++++ SOURCE MATERIAL

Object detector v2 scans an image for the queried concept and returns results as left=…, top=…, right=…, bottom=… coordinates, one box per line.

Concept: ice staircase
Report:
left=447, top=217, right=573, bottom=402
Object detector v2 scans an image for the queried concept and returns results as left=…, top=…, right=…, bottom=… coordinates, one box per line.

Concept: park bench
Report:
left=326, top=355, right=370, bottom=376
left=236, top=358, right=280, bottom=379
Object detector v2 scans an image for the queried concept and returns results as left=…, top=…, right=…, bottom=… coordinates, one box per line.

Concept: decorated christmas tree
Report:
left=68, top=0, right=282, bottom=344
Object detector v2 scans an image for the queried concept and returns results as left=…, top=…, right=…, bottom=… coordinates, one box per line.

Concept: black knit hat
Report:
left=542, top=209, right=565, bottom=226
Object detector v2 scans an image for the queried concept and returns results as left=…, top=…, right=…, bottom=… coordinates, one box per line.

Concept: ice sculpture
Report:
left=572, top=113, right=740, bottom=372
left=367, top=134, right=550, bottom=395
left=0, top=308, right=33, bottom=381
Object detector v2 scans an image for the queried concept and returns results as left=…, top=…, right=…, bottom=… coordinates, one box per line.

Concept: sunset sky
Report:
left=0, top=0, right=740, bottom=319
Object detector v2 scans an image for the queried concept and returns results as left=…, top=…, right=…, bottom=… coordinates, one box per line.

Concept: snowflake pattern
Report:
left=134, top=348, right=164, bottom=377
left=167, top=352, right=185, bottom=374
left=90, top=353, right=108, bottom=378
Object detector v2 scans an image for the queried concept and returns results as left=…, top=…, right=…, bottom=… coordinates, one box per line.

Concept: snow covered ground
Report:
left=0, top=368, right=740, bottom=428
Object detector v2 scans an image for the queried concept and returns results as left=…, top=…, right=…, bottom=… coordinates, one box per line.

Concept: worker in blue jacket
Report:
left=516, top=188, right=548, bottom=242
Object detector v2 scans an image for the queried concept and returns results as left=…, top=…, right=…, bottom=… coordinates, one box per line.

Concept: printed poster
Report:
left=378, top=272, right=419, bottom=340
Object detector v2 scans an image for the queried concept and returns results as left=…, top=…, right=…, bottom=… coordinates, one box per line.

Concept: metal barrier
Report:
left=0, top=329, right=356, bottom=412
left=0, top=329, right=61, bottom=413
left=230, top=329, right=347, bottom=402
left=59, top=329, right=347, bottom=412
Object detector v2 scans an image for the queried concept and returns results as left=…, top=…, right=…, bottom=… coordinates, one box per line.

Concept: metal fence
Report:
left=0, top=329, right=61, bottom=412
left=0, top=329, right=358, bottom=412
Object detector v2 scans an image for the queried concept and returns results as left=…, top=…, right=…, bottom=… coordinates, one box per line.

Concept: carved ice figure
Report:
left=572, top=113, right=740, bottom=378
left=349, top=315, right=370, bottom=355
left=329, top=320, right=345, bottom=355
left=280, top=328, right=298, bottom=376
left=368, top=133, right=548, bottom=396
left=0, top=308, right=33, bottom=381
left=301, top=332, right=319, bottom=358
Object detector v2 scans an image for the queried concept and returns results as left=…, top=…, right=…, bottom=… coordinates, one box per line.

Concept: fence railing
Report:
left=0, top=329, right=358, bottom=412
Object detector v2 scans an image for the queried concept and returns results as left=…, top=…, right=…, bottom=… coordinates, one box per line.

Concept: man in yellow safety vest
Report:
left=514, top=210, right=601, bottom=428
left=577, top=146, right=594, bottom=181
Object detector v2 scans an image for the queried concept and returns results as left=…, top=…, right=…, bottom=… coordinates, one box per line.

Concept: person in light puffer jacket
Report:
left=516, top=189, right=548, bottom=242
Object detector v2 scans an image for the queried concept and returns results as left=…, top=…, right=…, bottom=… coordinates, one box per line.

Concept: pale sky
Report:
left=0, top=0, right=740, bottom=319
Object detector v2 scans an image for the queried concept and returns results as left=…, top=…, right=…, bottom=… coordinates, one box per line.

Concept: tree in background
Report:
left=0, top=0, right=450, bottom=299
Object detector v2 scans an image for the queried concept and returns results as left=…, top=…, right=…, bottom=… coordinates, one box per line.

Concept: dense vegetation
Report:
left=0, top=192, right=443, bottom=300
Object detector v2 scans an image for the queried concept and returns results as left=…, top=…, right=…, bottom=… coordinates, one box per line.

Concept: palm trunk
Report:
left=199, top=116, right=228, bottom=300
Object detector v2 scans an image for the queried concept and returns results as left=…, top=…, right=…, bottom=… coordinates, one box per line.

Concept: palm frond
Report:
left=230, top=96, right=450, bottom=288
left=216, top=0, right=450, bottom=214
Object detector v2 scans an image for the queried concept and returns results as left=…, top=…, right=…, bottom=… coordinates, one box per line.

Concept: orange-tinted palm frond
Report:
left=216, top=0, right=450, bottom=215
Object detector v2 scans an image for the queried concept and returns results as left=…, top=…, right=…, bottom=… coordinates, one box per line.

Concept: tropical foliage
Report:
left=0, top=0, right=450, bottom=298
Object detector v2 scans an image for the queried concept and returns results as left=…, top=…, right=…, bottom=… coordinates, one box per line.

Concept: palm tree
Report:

++++++++

PROBLEM DETAILS »
Find every line in the rows above that contains the string "tree", and copy each one. Matching is case-sensitive.

SOLUTION TO THE PROBLEM »
Concept: decorated christmas tree
Concept: tree in background
Concept: palm tree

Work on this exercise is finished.